— start Text to read —

For the exterior, use what ever suits you. On good wood, I like to stain and then seal with polyurethane. For exterior paint, a water-based vinyl or enamel will do.

Whatever you use on the interior, let it sit for a few days to cure and set up before you put anything in it. Leave the doors off or open so that it can air out.

Sealing around the interior edges is not always necessary, but is not a bad idea. If it is a high humidity environment, it will protect the wood and will keep any excess water from seeping into adjoining cages. Also, mites can hide in the cracks, so this will make it easier to combat them should you ever have a mite infestation.
There are many paintable silicon based sealers. They usually come in tubes, so you will need the gun to hold the tubes also. Just cut off the tip at an angle, allowing the hole size to fit the size of the bead you want to lay. You can also go over the bead with your finger to smooth it out. Allow for a day or two of drying before painting.

— end Text to read —
— start Excerpted records —

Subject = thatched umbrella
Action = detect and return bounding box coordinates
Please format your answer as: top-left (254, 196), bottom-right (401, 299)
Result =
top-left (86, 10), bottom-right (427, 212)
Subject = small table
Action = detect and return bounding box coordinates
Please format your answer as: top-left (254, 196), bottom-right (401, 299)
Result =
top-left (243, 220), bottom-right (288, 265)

— end Excerpted records —
— start Excerpted records —

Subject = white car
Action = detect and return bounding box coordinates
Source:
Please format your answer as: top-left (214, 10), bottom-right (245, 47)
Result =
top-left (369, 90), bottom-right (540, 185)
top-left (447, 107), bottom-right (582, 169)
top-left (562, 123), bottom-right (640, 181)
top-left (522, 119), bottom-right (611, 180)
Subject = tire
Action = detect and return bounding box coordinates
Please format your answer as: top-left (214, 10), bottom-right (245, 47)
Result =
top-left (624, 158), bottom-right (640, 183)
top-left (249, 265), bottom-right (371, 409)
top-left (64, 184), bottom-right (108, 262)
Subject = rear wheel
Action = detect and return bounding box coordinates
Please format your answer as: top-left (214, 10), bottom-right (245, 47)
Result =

— end Excerpted records —

• **Task set**
[A] In one to three sentences, explain why the text on finishing cages recommends sealing the interior edges.
[B] Write the next part of the text on finishing cages, starting after its last sentence.

• **Task answers**
[A] In a high-humidity environment, sealing the interior edges protects the wood and keeps excess water from seeping into adjoining cages. It also closes the cracks where mites can hide, which makes a mite infestation easier to fight.

[B]
I have used polyurethane on the insides of cages with no ill effects. It dries to a very hard surface and is easy to clean. However, if you want to have a nice color on the inside, you will want to go with paint. If you use polyurethane, figure on at least three coats. It is not cheap, but not overly expensive. Brush, rather than roller, is the method of application.

I prefer to use water-based enamel paints on the interior. First, prepare the surface by sanding. Then get all of the dust off. Then apply a coat of primer. The primer is cheaper than the paint, will seal the wood and provide better adhesion of the paint.
Use at least two coats of paint over the primer coat. Three or four won't hurt. Let the paint dry for a few hours between coats. Let the cage stand for a few days after the final coat to allow the paint to cure.

A friend from Mexico City has been working with a two-part epoxy paint which is supposed to be excellent quality and able to withstand high temperatures. This is his report on it. Thanks, JM.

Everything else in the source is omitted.